Copy the data below word for word, starting at the line with "Return one point for each instance of the head" and continuing through the last line of the data.

Stored items:
#####

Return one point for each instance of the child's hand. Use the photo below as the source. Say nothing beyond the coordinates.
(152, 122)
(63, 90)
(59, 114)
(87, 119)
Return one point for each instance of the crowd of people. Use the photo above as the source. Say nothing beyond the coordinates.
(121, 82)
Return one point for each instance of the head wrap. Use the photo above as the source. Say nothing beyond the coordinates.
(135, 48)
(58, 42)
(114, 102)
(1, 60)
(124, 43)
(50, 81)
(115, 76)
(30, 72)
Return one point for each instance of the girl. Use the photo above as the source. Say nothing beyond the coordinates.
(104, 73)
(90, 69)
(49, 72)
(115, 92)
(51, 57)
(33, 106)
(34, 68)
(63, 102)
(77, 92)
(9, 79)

#####

**Solution to this problem**:
Return one point for each instance of the head wrap. Use the photo above as the source. Say nothing beyond the coordinates.
(135, 48)
(58, 42)
(114, 102)
(1, 60)
(124, 43)
(50, 81)
(115, 76)
(30, 72)
Return one point for each instance of the girl. Use the photo above as the source. Say nothing beyond the coordinates.
(104, 73)
(90, 69)
(49, 72)
(115, 92)
(51, 57)
(33, 106)
(34, 68)
(63, 102)
(77, 92)
(9, 79)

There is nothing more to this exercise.